── EXERCISE DATA ──
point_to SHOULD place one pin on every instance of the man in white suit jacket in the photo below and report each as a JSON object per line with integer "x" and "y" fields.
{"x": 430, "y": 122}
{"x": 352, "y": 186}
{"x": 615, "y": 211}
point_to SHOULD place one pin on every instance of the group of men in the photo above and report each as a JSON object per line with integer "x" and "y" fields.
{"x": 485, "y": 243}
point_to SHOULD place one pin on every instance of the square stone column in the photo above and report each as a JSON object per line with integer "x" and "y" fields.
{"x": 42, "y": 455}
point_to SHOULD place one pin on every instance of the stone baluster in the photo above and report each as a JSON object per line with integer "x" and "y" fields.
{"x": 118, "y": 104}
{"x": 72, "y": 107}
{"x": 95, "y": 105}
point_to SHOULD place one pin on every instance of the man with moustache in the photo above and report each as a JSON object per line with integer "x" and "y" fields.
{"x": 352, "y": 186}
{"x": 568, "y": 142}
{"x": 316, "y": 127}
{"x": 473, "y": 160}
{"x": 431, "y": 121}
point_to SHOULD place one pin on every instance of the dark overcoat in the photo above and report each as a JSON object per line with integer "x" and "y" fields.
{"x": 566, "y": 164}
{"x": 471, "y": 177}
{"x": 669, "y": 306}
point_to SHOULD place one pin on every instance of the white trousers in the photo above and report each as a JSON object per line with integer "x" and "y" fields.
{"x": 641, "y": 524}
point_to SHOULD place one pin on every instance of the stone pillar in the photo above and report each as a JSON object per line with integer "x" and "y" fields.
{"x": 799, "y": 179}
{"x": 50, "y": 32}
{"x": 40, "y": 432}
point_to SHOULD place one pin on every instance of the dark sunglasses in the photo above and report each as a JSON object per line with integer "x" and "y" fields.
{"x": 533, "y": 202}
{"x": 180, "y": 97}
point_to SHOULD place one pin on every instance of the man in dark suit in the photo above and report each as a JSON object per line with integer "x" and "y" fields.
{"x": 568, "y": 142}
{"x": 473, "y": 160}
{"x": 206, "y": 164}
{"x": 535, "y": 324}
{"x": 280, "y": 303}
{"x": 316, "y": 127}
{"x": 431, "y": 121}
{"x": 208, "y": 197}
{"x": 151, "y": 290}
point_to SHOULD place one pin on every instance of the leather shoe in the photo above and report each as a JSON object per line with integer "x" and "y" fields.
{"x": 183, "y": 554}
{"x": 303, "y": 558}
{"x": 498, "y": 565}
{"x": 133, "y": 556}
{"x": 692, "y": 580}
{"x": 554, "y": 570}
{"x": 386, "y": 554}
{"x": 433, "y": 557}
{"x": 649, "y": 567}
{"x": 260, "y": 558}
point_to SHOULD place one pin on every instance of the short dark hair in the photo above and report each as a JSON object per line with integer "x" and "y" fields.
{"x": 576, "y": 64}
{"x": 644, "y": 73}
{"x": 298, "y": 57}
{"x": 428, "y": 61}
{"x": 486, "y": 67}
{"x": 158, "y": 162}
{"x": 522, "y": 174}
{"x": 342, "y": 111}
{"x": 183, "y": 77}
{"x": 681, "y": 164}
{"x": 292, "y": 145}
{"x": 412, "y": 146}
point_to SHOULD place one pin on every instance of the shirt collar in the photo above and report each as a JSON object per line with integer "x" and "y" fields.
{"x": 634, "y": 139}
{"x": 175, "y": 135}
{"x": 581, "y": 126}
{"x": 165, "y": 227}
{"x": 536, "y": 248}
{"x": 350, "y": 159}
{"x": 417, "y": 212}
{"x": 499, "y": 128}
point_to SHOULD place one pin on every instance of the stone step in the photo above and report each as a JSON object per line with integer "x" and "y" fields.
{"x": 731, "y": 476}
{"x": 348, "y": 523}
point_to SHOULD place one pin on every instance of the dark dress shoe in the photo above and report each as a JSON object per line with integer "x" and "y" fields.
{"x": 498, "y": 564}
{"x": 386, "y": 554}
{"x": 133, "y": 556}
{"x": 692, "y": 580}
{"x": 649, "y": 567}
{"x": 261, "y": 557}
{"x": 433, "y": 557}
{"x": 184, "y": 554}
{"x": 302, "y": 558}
───
WHAT YOU ARE ASKED TO DO: Repeat the entries word for word. Skip none of them.

ANSWER FOR THE TASK:
point_to SHOULD place one pin on every instance of the man in white suit jacket in the photo below and report each as a JSON object per line with integer "x" and "y" fields.
{"x": 430, "y": 122}
{"x": 352, "y": 186}
{"x": 615, "y": 211}
point_to SHOULD place one pin on every instance of the group of men in the photo above and report each as a JSON object per line with integer "x" and "y" fields.
{"x": 485, "y": 243}
point_to SHOULD place one pin on every instance of the square stone column in the photo above and report each as a JSON object per line with integer "x" and "y" fields.
{"x": 42, "y": 455}
point_to SHOULD place one pin on every instance of the stone baluster in the photo above and report each as a JSON object per line with integer "x" and "y" fields.
{"x": 118, "y": 104}
{"x": 72, "y": 107}
{"x": 95, "y": 105}
point_to SHOULD place one pin on every instance of the man with moustache in the photo above and report each as a JSON object per line with integer "x" and "y" fields.
{"x": 352, "y": 186}
{"x": 568, "y": 142}
{"x": 316, "y": 127}
{"x": 473, "y": 160}
{"x": 431, "y": 121}
point_to SHOULD place one pin on every instance of the dark overcoat in the photo above and report each as a JSON object per line with integer "x" and "y" fields.
{"x": 566, "y": 164}
{"x": 471, "y": 177}
{"x": 669, "y": 306}
point_to SHOULD place one pin on every instance of the white trousers in the photo above and report each as a JSON object per line with integer "x" and "y" fields.
{"x": 641, "y": 524}
point_to SHOULD place one pin on every instance of the stone pillar in the photo above and report each as a JSON object per line with integer "x" and "y" fields.
{"x": 799, "y": 179}
{"x": 50, "y": 32}
{"x": 40, "y": 432}
point_to SHOULD place one pin on every instance of the dark sunglasses in the photo above and report each as a JSON object per line with integer "x" and "y" fields.
{"x": 533, "y": 202}
{"x": 180, "y": 97}
point_to SHOULD place one pin on every instance of the man in dark suit in the photo above and report each as a JSON object per line with integer "x" and "y" fields.
{"x": 568, "y": 142}
{"x": 473, "y": 160}
{"x": 206, "y": 164}
{"x": 535, "y": 324}
{"x": 280, "y": 303}
{"x": 316, "y": 127}
{"x": 431, "y": 121}
{"x": 208, "y": 197}
{"x": 151, "y": 290}
point_to SHOULD place one pin on every instance of the leather shoe in the photo above and report each as a JSON object per line with integer "x" and "y" fields.
{"x": 183, "y": 554}
{"x": 303, "y": 558}
{"x": 498, "y": 565}
{"x": 133, "y": 556}
{"x": 692, "y": 580}
{"x": 554, "y": 570}
{"x": 386, "y": 554}
{"x": 433, "y": 557}
{"x": 649, "y": 567}
{"x": 260, "y": 558}
point_to SHOULD place one pin on every instance of the short dark hair in the photo above and report each as a JSON object per line with integer "x" and "y" fields.
{"x": 576, "y": 64}
{"x": 644, "y": 73}
{"x": 298, "y": 57}
{"x": 428, "y": 61}
{"x": 486, "y": 67}
{"x": 158, "y": 162}
{"x": 522, "y": 174}
{"x": 342, "y": 111}
{"x": 183, "y": 77}
{"x": 681, "y": 164}
{"x": 292, "y": 145}
{"x": 412, "y": 146}
point_to SHOULD place one pin on every instance of the shirt collar in the photo above and report each as a JSON object per line with integer "x" and "y" fields.
{"x": 634, "y": 139}
{"x": 175, "y": 135}
{"x": 581, "y": 126}
{"x": 165, "y": 227}
{"x": 536, "y": 248}
{"x": 350, "y": 159}
{"x": 417, "y": 212}
{"x": 499, "y": 128}
point_to SHOULD place one pin on every instance of the stone step in the photo above and report each as a JSON object per line with integer "x" and "y" fields.
{"x": 731, "y": 476}
{"x": 348, "y": 523}
point_to SHOULD place one pin on every instance of the dark dress shoe in the photo above and report each as a JSON object per line with integer "x" and "y" fields.
{"x": 498, "y": 564}
{"x": 386, "y": 554}
{"x": 133, "y": 556}
{"x": 692, "y": 580}
{"x": 649, "y": 567}
{"x": 261, "y": 557}
{"x": 433, "y": 557}
{"x": 184, "y": 554}
{"x": 302, "y": 558}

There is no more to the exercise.